[Bounding-box records]
§ §
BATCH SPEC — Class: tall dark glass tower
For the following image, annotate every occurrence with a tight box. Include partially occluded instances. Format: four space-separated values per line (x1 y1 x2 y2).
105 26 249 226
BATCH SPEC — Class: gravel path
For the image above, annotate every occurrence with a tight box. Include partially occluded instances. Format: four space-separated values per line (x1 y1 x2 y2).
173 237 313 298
§ §
• [Task description]:
Reproduce the listing from its beginning up to and including the line with "105 26 249 226", substituting "partly hidden" for "partially occluded" and leaving everything else unchanged.

• [Worked solution]:
BATCH SPEC — Class: tall dark glass tower
For the following image, annotate every occurrence with a tight box. Include partly hidden instances. Format: four space-separated values per line (x1 y1 x2 y2).
105 26 249 226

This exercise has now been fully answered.